> _YOUR GOAL_:
Retype the text on the bankruptcy means test word for word, between "So, what can" and "wait to file!", inclusive.

> _READING TEXT_:
>>

Another confusing aspect of this look back period is that the money is considered earned when it goes into your bank account, not when you actually do the work. So, if you perform a service in December, but are not paid the commission until the next April,  it would be considered "income" in the look back period from August (for which April is in the six month look-back period). The means test can be counter-intuitive, so it is very important your attorney explains it and carefully reviews all income. If in doubt as to whether something is income, tell your attorney!

There are a few exceptions to what is considered income that can work to your favor. Social Security payments are not considered income. Loans are also not income, and neither is your tax refund. But, once again, assume any money coming into your possession in the last six months to be income. An experienced bankruptcy attorney will not lead you astray.

So, what can be done if a one time bonus or windfall is included in your look back period, preventing you from filing Chapter 7 bankruptcy, or artificially distorting your Chapter 13 payment? Wait! No... I don't mean wait for my answer. I mean wait to file!

<<

> _RECORD EXTRACTS_:
>>

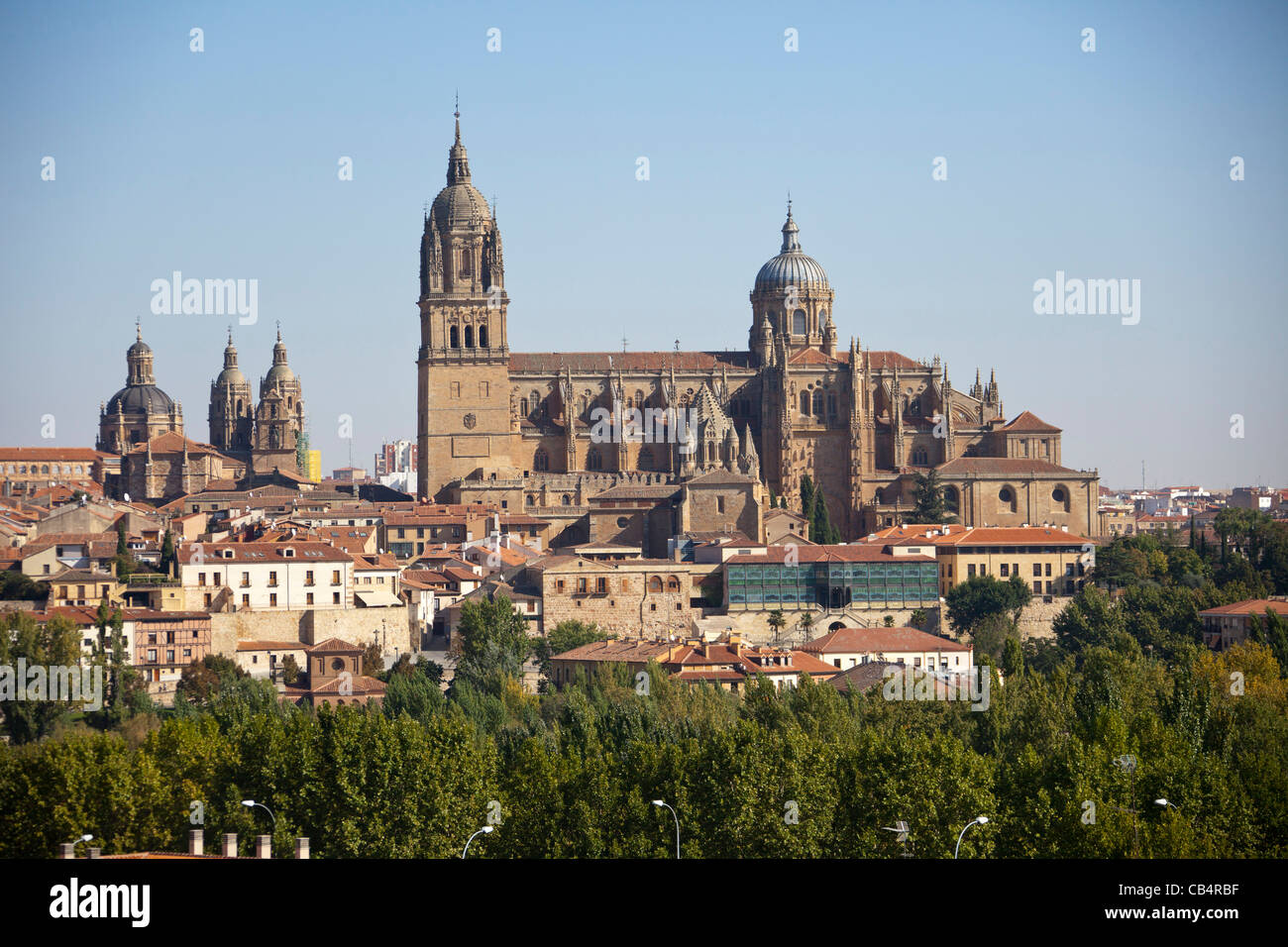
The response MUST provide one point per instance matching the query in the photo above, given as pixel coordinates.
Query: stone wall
(361, 626)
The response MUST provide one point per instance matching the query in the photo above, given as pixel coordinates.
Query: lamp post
(977, 821)
(661, 804)
(484, 830)
(252, 804)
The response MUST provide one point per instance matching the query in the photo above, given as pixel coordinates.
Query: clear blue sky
(223, 163)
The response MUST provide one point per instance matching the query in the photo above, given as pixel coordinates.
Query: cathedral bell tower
(463, 365)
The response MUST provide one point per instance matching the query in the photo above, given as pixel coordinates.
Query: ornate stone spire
(458, 163)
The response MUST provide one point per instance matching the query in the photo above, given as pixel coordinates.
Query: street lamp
(978, 821)
(661, 804)
(252, 804)
(484, 830)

<<

> _EXPECTED OUTPUT_:
So, what can be done if a one time bonus or windfall is included in your look back period, preventing you from filing Chapter 7 bankruptcy, or artificially distorting your Chapter 13 payment? Wait! No... I don't mean wait for my answer. I mean wait to file!